§ RECORDS SHOWN:
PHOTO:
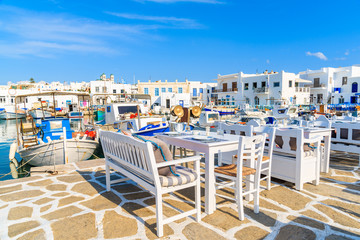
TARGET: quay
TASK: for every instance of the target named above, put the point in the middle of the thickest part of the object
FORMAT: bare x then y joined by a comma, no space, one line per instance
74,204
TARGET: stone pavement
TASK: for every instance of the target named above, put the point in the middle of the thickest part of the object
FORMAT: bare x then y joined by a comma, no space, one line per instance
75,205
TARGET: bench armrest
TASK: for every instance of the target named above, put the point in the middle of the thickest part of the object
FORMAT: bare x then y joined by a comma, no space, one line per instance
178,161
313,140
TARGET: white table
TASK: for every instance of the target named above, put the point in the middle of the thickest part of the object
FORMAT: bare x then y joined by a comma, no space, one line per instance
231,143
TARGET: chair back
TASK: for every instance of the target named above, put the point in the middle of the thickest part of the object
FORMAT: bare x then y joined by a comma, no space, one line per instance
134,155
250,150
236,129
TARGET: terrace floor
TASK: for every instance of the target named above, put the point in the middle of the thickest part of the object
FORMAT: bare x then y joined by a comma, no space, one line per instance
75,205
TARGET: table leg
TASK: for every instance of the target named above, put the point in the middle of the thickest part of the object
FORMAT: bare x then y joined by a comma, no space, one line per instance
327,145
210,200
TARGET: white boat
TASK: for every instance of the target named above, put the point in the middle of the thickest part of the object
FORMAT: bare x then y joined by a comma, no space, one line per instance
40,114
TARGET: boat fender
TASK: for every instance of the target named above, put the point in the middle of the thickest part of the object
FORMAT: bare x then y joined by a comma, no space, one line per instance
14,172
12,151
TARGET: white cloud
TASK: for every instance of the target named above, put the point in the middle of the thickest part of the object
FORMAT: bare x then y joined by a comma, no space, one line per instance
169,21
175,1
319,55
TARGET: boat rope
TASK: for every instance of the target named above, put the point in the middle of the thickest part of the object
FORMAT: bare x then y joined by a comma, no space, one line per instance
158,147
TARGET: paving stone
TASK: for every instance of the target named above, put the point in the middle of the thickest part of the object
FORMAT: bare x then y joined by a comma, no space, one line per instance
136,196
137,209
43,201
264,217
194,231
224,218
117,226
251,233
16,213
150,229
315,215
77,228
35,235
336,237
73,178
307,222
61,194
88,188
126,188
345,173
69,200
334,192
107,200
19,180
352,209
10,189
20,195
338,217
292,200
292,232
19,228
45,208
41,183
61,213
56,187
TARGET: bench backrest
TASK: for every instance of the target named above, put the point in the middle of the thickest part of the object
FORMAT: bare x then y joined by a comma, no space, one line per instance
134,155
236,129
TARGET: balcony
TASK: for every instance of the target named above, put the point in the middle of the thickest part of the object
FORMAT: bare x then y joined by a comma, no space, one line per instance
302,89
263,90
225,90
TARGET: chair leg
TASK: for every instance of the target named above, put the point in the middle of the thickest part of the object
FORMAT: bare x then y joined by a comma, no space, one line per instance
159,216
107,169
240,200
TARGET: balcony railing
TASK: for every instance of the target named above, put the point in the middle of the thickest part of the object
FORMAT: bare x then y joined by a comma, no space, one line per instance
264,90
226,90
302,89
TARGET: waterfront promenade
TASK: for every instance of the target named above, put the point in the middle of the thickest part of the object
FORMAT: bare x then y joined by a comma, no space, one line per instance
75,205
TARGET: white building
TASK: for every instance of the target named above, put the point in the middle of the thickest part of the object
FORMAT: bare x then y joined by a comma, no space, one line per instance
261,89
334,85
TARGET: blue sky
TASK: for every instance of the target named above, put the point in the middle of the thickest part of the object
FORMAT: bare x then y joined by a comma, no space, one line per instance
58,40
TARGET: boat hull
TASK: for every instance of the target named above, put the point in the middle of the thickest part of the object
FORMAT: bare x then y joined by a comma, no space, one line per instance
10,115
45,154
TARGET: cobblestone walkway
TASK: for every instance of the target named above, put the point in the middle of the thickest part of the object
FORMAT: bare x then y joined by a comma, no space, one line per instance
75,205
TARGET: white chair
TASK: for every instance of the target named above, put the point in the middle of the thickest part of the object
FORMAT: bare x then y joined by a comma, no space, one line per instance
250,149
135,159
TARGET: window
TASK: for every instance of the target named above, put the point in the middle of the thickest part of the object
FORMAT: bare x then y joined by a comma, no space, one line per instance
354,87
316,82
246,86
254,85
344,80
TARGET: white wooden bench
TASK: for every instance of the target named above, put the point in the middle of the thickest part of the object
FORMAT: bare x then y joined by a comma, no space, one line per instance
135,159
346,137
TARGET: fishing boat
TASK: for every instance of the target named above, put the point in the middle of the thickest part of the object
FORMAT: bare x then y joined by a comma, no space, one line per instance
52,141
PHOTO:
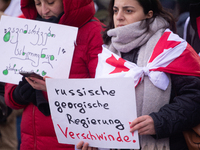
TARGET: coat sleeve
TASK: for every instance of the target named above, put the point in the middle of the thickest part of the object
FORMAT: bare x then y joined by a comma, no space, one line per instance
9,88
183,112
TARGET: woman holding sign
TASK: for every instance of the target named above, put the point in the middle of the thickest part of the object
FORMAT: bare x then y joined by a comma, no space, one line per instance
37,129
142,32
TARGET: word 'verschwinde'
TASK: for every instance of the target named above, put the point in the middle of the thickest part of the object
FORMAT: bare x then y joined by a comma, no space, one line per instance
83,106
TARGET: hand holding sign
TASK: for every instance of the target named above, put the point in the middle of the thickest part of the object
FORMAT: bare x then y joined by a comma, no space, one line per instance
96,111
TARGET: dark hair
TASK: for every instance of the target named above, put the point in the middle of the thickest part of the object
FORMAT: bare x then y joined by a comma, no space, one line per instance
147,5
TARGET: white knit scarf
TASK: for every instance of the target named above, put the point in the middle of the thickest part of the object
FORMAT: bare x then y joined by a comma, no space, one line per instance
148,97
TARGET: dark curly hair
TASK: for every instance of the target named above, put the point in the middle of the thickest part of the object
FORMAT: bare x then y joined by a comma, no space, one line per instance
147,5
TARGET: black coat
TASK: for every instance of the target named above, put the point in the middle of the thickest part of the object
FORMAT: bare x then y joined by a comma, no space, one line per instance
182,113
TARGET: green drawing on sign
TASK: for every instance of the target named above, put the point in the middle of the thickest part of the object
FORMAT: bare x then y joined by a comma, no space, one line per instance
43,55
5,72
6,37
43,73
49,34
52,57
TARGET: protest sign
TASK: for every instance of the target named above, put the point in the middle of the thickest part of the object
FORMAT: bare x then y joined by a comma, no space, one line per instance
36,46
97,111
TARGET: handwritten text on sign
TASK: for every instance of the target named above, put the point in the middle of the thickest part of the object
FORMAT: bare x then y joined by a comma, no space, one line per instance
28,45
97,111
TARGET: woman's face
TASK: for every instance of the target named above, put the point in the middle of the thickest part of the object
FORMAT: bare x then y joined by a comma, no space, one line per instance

§ DESCRIPTION OF THE TASK: Print the listing exactly, pictures excluded.

§ RESULT OF THE EXERCISE:
PHOTO:
TARGET: quay
TASK: for every instance of the target named above, put the point in the middle of the thickest part of the object
FORMAT: bare x then y joined by a comma, no space, one line per instance
74,204
TARGET: stone pavement
TASK: for every instance of the target named above, put the point in the middle of the thickest part of the object
FORMAT: bare x then y joined by a comma, no space, one line per instance
75,205
TARGET: bench armrest
TASK: for every instance of the target named above, put the point in the middle of the thickest part of the object
FORMAT: bare x then y joined by a comma, no space, one line per instance
178,161
313,140
TARGET: white table
TASK: for every instance of the target named above, put the point in the middle of the thickest part of the object
FORMAT: bare x then y joined by a comma, no space, one line per instance
231,143
TARGET: chair back
TASK: for every instance of the target named above, put the point in the middle of the thickest part of the object
FORMAT: bare x then y joined by a comma, no space, one line per instance
134,155
250,150
236,129
TARGET: terrace floor
TASK: for every instance of the target named above, put the point in the middle of the thickest part of the object
FORMAT: bare x then y joined by a comma, no space, one line per instance
75,205
TARGET: table leg
TASK: for every instance of the target named above, put the point in the middle of the thickest part of the object
FORMAT: bare x then y joined by a comma, no space, one line per instance
327,145
210,200
TARGET: white boat
TASK: for every instance of the target named above, put the point in the middle of the thickest part of the object
FORMAT: bare x then y joined by a comma, no space, one line per instance
40,114
TARGET: boat fender
TASK: for every instance of the target named above, put the point in the middle of the thickest part of the object
FORMAT: bare x then y joined by a comma, no space, one line per instance
14,172
12,151
TARGET: white cloud
TASK: for every instance of the target named above, put the point in the middle of the thickest part of the object
FORMAT: bare x then y joined by a comma, no space, one line per instance
169,21
175,1
319,55
TARGET: boat rope
TASK: for every instance of the target named above, put the point in the middle of the thickest part of the object
FORMAT: bare x then y joined by a comma, no space, one line per instance
158,147
TARGET: paving stone
TASK: for every instance of the target named above, put the point in the middle of the thickest part of the object
FORMAT: bare x then y joined by a comma, no space, one line per instance
136,196
137,209
43,201
264,217
194,231
224,218
117,226
251,233
16,213
150,229
315,215
77,228
35,235
336,237
73,178
307,222
61,194
88,188
126,188
345,173
69,200
334,192
107,200
19,180
352,209
10,189
20,195
338,217
292,200
292,232
19,228
45,208
41,183
61,213
56,187
TARGET: bench backrest
TASK: for every instance of the target named above, put the point in the middle of the thickest part of the object
FORMAT: bare x then y joined by a comma, no space, one line per instance
134,155
236,129
TARGET: balcony
TASK: for every instance of the target named above, put the point in the middle of the thickest part of the object
FORMAT: bare x then y joined by a comma, no space, one line per instance
302,89
263,90
225,90
TARGET: chair leg
TASK: for every instance of the target named above, put the point in the middle of the thickest part of the object
FORMAT: bare x then y joined by a comma, no space, one line per instance
159,216
107,169
240,200
TARGET: balcony railing
TASK: for every instance of the target named above, put the point in the middle of the thickest part of the object
FORMAT: bare x then y joined by a comma, no space, one line per instance
264,90
226,90
302,89
TARGET: waterfront promenade
TASK: for every instance of the target named above, put the point in the middle of the thickest part of the object
FORMAT: bare x then y joined by a comma, no space, one line per instance
75,205
TARGET: white building
TASK: for every instance of the target named above, put the point in the middle of the thickest part of the object
FORMAT: bare x then y joined by a comma, no space, one line per instance
261,89
334,85
TARGET: blue sky
TASK: for every instance of the target named above, put the point in the middle of the thickest part of the object
FORMAT: bare x then y joined by a comma, no space, one line per instance
58,40
TARGET: boat hull
TASK: for every instance of the target named above, put the point in the middle of the thickest part of the object
FORMAT: bare x then y joined by a comma, no space, one line per instance
10,115
45,154
TARGET: cobblestone walkway
TASK: for every instance of the target named above, put the point in the middle of the thickest part of the object
FORMAT: bare x then y joined by a comma, no space, one line per instance
75,205
TARGET: white chair
TASK: for every instance of the target named above, put the point in the middle of the thickest part of the object
FORMAT: bare x then y joined by a comma, no space, one line per instance
250,149
135,159
TARGET: window
TASK: for every instance of the target named above, put the point in the middle of the thickest part of the object
FORMAT: bare x then y joined by a comma, no space, one line per instance
354,87
316,82
246,86
254,85
344,80
TARGET: white wooden bench
TASK: for every instance of the target named above, put the point in the middle of the thickest part of the object
FORMAT: bare x then y joined by a comma, no space, one line per instance
135,159
346,137
TARGET: fishing boat
TASK: for every instance of the target named above, put the point in the middle of the thickest part of the object
FORMAT: bare x then y joined by a comma, no space, one line per instance
52,141
PHOTO:
TARGET: coat sleeve
TASK: for every instance of the target named above, put the point in the middle of the thickest part of the object
FORMAT: bare x then y joined by a comma, no space, one line per instance
9,88
183,112
TARGET: woman holding sign
TASK: for every instance of the target named above, put the point in the middle of the thickest part of the object
FORMAT: bare x then y joined by a comma, no space, one line per instance
37,129
142,32
TARGET: word 'verschwinde'
TASK: for every instance of the target named above, put the point in the middle of the thickest part of the object
FORMAT: bare x then y joined by a comma, no space, one line per instance
83,106
TARGET: hand holding sign
TASK: for every instance of the target named above, put the point in the middle of the thickest part of the object
FORMAT: bare x then y joined by a comma, no space, one line per instance
96,111
TARGET: dark hair
TASK: for every instance of the target named above, put the point in the middle of the thickest part of the object
FORMAT: bare x then y joined by a comma, no space, one line per instance
147,5
TARGET: white knit scarf
TASK: for every instance of the target named above, put the point in the middle of the thickest part of the object
FORMAT: bare x then y joined by a comma, no space, one line per instance
148,97
TARGET: dark curly hair
TASK: for every instance of the target named above, put the point in the middle of the thickest part of the object
FORMAT: bare x then y joined by a comma, no space, one line per instance
147,5
TARGET: black coat
TASK: for every instance of the target named above, put the point in the middle of the thickest part of the object
FORMAT: bare x then y joined by a comma, no space, one line per instance
182,113
TARGET: green drawing on sign
TASK: for every instance of the target named above, put the point in the middle of the thickest part of the object
FORMAT: bare x then y joined by a comma, no space, one line per instance
43,55
5,72
6,37
43,73
49,34
52,57
TARGET: protest sign
TASK: for every instance of the target named above, put the point in the middle of the thickest part of the object
FORMAT: bare x then y joined by a comma, no space, one line per instance
36,46
97,111
TARGET: handwritten text on sign
TASK: for every instance of the target named above, put the point in the middle of the thickest part of the object
FORMAT: bare x then y joined by a comma, no space, one line per instance
28,45
97,111
TARGET: woman's face
TASK: for every instance of the target named above, put the point in the middle of the thickest part of the object
FORMAT: bare x then y joined by a comma, no space, one line per instance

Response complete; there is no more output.